» INSTRUCTIONS TO FOLLOW: Count the lines of the records below that contain the word "instance". Reply with the number alone.

## Start EXCERPTED DATA

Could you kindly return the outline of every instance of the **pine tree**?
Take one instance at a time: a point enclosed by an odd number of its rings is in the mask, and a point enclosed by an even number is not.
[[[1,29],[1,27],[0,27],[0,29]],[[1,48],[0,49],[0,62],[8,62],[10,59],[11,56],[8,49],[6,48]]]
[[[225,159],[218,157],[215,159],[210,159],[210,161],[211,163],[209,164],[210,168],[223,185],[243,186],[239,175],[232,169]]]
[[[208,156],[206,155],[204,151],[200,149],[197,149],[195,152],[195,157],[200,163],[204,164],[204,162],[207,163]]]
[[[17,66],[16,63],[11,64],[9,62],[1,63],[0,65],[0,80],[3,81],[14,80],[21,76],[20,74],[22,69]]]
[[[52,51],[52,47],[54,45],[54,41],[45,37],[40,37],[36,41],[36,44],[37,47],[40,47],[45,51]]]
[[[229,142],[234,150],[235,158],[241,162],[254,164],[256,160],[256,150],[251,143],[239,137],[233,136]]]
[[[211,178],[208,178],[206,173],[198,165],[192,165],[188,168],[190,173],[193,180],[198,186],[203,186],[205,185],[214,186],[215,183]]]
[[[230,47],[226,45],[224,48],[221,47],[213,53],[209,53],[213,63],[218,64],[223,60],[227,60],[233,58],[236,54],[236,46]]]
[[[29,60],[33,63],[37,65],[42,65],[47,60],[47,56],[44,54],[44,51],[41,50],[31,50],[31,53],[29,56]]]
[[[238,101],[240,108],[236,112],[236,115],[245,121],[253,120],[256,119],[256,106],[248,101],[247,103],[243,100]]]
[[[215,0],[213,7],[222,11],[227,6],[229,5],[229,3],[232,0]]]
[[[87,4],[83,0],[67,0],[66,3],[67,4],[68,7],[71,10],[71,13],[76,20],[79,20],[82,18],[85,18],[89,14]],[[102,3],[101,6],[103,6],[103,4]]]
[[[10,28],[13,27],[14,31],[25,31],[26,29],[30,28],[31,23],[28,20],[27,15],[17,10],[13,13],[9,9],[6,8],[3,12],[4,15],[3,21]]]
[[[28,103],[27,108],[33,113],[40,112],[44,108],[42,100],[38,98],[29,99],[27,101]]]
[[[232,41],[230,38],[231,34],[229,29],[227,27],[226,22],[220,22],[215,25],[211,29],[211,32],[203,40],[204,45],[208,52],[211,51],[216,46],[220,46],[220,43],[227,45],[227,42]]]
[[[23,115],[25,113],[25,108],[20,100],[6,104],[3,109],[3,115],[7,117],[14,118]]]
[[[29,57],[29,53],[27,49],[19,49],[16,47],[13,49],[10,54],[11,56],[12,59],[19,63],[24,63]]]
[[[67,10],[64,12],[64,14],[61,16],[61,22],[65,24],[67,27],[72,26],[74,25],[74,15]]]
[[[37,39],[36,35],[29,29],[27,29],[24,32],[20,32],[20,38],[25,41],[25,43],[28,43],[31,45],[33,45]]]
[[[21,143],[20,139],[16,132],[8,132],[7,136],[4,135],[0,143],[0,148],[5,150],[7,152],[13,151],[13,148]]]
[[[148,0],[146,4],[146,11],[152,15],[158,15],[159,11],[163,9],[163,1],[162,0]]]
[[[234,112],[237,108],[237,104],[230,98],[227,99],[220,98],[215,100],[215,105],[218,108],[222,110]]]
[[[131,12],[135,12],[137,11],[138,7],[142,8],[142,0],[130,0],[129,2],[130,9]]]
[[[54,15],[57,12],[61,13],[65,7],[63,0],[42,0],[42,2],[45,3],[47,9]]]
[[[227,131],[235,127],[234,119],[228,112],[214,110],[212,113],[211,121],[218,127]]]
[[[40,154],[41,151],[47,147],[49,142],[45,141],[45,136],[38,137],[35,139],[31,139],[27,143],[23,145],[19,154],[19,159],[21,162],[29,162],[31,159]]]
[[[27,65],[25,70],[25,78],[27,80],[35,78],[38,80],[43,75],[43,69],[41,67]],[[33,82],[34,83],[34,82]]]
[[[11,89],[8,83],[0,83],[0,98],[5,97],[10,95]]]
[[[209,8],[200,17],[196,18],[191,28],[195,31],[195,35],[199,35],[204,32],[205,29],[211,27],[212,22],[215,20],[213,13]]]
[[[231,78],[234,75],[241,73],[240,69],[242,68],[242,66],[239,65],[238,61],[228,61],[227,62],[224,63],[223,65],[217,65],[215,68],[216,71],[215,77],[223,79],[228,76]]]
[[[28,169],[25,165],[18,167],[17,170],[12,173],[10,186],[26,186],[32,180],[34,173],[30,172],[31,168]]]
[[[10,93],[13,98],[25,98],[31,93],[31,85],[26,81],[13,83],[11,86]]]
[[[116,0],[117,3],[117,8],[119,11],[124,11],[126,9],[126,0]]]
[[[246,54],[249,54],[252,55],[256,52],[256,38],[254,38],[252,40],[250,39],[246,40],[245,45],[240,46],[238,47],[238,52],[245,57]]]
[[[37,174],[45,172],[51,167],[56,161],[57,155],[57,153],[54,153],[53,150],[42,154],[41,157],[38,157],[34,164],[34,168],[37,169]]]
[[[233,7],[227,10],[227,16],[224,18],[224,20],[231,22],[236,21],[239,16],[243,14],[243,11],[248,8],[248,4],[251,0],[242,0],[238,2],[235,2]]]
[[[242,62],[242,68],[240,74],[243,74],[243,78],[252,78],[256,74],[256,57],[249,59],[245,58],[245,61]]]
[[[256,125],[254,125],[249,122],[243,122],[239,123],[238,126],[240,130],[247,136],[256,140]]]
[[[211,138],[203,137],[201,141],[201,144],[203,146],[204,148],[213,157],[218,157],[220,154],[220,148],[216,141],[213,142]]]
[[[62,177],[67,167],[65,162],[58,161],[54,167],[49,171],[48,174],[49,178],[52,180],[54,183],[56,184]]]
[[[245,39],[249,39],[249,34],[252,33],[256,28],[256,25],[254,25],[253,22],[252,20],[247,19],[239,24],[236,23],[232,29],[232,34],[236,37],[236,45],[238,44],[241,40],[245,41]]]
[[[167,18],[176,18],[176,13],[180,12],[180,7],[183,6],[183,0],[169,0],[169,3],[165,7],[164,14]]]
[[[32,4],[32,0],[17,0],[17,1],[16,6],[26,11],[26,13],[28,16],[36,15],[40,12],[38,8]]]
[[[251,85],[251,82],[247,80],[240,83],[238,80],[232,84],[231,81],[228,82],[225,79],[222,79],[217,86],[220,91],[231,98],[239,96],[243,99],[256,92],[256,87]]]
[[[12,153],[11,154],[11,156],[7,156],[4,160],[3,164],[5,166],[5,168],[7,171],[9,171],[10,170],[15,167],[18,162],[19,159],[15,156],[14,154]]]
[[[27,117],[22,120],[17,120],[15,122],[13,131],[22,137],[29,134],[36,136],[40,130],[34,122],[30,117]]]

## End EXCERPTED DATA

» COMPLETE RESPONSE: 2